TEXTE À LIRE —

○ ○ ○ ○ ○ ○ ○

À Monaco le 09 mars • À Saint Raphaël le 11 mars


« Les sujets de fond des pièces américaines sont souvent beaucoup plus violents et réalistes… »


 

Morgane Las Dit Peisson : Jouer est toujours un plaisir mais en venant nous voir dans le sud, c’est décuplé je présume…

Jean-Luc Moreau : C’est vrai qu’une tournée est toujours agréable mais passer par le sud l’est peut-être encore plus ! (rires) J’avais une maison à Agay que j’ai quittée pour une femme d’origine basque… Je ne regrette pas mon choix du tout mais c’est vrai que cette maison face à la mer était charmante bien qu’un peu bruyante l’été entre la circulation et les bateaux. Dans le Pays Basque, on a surtout des surfeurs, des beaux garçons donc c’est toujours agréable à regarder et surtout c’est plus silencieux ! (rires)

La dernière fois que l’on s’était vus, c’était pour la pièce 3 lits pour 8 aux Nuits Auréliennes de Fréjus où vous étiez metteur en scène… Cette fois-ci, pour Les Lyons, vous êtes au jeu et à la mise en scène…

Je crois que ça fait appel à deux parties de moi – comme on en a tous – que mon métier me permet d’assumer. On dira que quand je suis metteur en scène, je fais appel à ma part de « virilité » et quand je suis acteur, c’est ma part de féminité qui prend le dessus… Quand on joue, on est flatté et on se maquille, on se laisse séduire par un metteur en scène qui attend quelque chose de nous et qui est aux petits soins pour nous. L’acteur a droit à des égards tandis que le metteur en scène doit maîtriser le groupe. Pour cette dernière activité, il faut avoir une sensibilité plus globale alors que lorsqu’on est sur scène, on doit d’abord penser à sa « gueule » tout en s’insérant dans le groupe… Je pense que ces deux pans du métier flattent deux choses que j’ai sans doute et c’est peut-être ça qui m’équilibre autant.

Ces dernières années, j’ai monté beaucoup de pièces d’Éric Assous – qui est un auteur que j’adore – et les deux fois où il a remporté le Molière du meilleur auteur – la récompense ultime à mes yeux -, c’était lorsque j’étais à la fois metteur en scène et acteur pour L’illusion conjugale et On ne se mentira jamais !… J’ai l’impression que ça me réussit de me diriger ! (rires)

○ ○ ○ ○ ○ ○ ○

OBJECTIFS —
a) Relevez tous les titres de pièces de théâtre cités dans l'entretien.
b) Recopiez fidèlement le passage de l'entretien qui va de « Je crois que » à « qui m’équilibre autant. ».

Enregistrements de zones étiquetées:
○ ○ ○ ○ ○ ○ ○

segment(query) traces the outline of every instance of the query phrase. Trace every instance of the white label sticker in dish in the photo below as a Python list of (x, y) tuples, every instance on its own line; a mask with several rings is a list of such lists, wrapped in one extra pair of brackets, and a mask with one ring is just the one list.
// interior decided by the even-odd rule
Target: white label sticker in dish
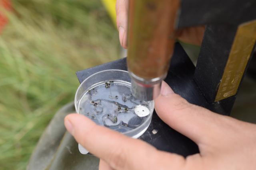
[(78, 149), (79, 150), (80, 153), (82, 154), (85, 154), (89, 153), (89, 151), (86, 150), (86, 149), (80, 145), (80, 143), (78, 143)]
[(142, 105), (136, 106), (134, 108), (135, 114), (140, 117), (144, 117), (149, 114), (149, 110), (146, 106)]

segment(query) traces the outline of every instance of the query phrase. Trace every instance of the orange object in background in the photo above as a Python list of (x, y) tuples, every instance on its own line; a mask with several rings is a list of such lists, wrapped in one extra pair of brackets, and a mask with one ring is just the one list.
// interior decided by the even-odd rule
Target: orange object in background
[(0, 0), (0, 33), (8, 23), (8, 18), (1, 12), (1, 9), (10, 10), (12, 8), (11, 2), (10, 0)]

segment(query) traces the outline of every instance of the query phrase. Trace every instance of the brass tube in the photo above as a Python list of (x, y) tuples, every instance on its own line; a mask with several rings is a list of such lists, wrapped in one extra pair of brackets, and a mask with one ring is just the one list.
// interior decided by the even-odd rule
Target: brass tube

○ ○ ○ ○ ○ ○ ○

LES RÉPONSES —
a) 3 lits pour 8, Les Lyons, L'illusion conjugale, On ne se mentira jamais !

b)
Je crois que ça fait appel à deux parties de moi – comme on en a tous – que mon métier me permet d’assumer. On dira que quand je suis metteur en scène, je fais appel à ma part de « virilité » et quand je suis acteur, c’est ma part de féminité qui prend le dessus… Quand on joue, on est flatté et on se maquille, on se laisse séduire par un metteur en scène qui attend quelque chose de nous et qui est aux petits soins pour nous. L’acteur a droit à des égards tandis que le metteur en scène doit maîtriser le groupe. Pour cette dernière activité, il faut avoir une sensibilité plus globale alors que lorsqu’on est sur scène, on doit d’abord penser à sa « gueule » tout en s’insérant dans le groupe… Je pense que ces deux pans du métier flattent deux choses que j’ai sans doute et c’est peut-être ça qui m’équilibre autant.